Data listing
########
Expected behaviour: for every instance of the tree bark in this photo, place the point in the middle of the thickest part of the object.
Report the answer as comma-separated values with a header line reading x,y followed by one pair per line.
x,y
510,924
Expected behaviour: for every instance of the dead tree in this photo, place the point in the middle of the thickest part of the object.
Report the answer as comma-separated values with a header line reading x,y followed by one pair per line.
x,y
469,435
########
What you are asked to do
Copy the data exactly as it was presented.

Written response
Expected behaviour: for every instance of the tree bark in this photo, place the point in the middle of the thickest part of the object.
Report the answer as comma-separated values with a header line reading x,y followed by one pair per line.
x,y
510,924
Expected behaviour: for every instance of the dead tree in this photo, place the point in the middle of the thickest part of the object.
Report the answer as comma-separated values with a header line reading x,y followed by one pair per line.
x,y
469,435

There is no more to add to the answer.